Exercise aim —
Print every line from the one containing "task | indicate the escalator with" down to the one containing "query | ceiling light fixture" in the rows below, copied verbatim with both of those lines included.

Rows —
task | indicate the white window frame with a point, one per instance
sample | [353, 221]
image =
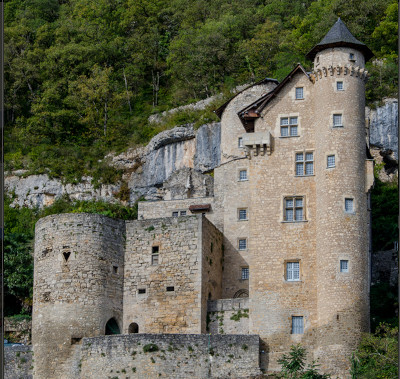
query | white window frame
==
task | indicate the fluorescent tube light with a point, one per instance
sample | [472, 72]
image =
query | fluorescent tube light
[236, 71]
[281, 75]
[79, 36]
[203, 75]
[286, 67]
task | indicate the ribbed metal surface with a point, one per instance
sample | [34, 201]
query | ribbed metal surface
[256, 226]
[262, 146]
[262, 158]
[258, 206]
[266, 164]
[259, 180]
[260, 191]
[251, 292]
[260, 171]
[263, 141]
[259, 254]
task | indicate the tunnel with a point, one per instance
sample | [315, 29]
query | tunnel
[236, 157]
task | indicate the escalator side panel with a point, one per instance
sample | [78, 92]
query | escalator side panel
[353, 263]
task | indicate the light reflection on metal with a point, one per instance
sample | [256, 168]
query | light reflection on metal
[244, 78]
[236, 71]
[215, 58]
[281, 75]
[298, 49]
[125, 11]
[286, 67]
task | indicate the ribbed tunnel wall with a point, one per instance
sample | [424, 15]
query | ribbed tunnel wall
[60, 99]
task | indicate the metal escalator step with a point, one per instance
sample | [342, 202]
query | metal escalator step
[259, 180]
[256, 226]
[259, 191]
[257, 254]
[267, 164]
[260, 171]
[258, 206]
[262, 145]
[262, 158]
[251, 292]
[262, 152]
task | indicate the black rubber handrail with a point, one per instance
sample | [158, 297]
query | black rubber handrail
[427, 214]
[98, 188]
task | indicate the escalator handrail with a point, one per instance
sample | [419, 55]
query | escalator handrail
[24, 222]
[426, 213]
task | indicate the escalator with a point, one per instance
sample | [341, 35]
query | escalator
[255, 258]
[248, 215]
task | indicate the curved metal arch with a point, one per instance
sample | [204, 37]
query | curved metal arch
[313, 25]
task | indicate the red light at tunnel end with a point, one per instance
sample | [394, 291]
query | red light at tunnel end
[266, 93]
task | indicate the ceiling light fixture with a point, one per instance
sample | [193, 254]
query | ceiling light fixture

Task output —
task | indicate the escalator with a point, one per instance
sample | [341, 35]
query | escalator
[255, 258]
[248, 215]
task | indicate the curved metal arch with a point, one per instance
sample | [204, 37]
query | curved metal arch
[313, 25]
task | indicate the red light at tunnel end with a point, one per instance
sample | [394, 291]
query | red light at tunnel end
[266, 93]
task | indicate the ceiling light fixture with a point, one per instance
sample | [193, 254]
query | ceiling light fixture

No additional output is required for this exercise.